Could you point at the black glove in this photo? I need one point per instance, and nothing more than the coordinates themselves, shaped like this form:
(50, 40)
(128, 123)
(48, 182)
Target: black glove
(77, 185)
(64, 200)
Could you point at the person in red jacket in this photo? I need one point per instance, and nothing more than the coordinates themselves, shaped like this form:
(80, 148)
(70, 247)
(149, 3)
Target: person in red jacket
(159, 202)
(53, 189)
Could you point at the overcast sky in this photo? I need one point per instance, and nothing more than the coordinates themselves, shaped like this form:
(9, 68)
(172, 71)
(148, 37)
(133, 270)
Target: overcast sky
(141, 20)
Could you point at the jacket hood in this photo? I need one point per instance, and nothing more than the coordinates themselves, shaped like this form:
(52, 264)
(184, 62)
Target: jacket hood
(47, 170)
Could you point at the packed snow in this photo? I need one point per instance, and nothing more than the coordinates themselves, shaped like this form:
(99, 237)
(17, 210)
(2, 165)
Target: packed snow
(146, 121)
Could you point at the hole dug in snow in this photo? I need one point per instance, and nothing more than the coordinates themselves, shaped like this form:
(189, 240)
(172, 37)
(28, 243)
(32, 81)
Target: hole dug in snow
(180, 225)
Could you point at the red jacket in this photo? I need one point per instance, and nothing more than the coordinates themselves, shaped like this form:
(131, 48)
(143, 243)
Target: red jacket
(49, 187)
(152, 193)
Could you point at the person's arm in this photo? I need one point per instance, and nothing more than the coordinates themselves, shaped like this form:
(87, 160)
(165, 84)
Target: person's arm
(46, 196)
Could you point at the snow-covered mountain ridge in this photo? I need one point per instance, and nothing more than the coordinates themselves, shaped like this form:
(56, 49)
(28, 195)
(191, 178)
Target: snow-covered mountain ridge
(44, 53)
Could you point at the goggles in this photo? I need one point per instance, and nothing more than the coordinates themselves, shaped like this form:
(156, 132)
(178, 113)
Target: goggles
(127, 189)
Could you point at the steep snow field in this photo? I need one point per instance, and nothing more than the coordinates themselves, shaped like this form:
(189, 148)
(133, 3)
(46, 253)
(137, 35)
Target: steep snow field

------------------------------------------------------------------------

* Exercise directions *
The records above are to be copied in full, exactly as written.

* Exercise response *
Could you point at the black glove in this photo? I need one point per instance, and nothing more than the coordinates themselves, shaped like this form:
(50, 40)
(128, 123)
(48, 182)
Target: black glove
(77, 185)
(64, 200)
Could you point at the person in red jacket in this photo? I need one point per instance, and nothing more than the coordinates themselves, shaped like this form:
(80, 148)
(70, 247)
(149, 3)
Target: person in red jacket
(159, 202)
(53, 189)
Could you point at the overcast sky in this photo? I need one point per instance, and nothing more than the coordinates themselves, shaped like this form:
(9, 68)
(172, 71)
(148, 37)
(133, 270)
Target: overcast sky
(141, 20)
Could you point at the jacket hood in this photo? I need one point per instance, and nothing more than the coordinates themselves, shaped like this form:
(52, 264)
(184, 62)
Target: jacket hood
(47, 170)
Could you point at the packed snow in this photo? I need one point per instance, and nothing more than the coordinates themselves, shaped like this form:
(99, 237)
(17, 210)
(2, 165)
Target: packed snow
(146, 121)
Could you point at the hole dug in snow in this photo? I need one point per instance, and nothing more than the coordinates themselves, shaped like this form:
(189, 240)
(172, 37)
(28, 243)
(32, 81)
Target: hole dug in snow
(180, 225)
Could you point at the red jacket in this photo? I need one point per instance, and nothing more than the coordinates themselves, shaped like this form:
(131, 48)
(143, 243)
Target: red jacket
(49, 187)
(152, 193)
Could you point at the person's arm in this photo? I need one point per instance, and nothing more than the coordinates themselves, shaped like this form:
(87, 160)
(165, 84)
Target: person's arm
(46, 196)
Could you point at the snow-covered mountain ridge in this photo? I need one point per instance, and nothing more than the coordinates themselves, shaped like this form:
(56, 49)
(28, 195)
(191, 178)
Target: snow-covered mountain ridge
(44, 53)
Could you point at the goggles in this photo? I need one point per instance, and nothing more than the coordinates themselves, shaped like this form:
(156, 132)
(178, 113)
Target: goggles
(127, 189)
Could you point at the steep snow field in this photo? I need one point per instance, and nothing more than the coordinates themselves, shaped like this form:
(189, 148)
(133, 3)
(46, 253)
(137, 35)
Target: steep snow field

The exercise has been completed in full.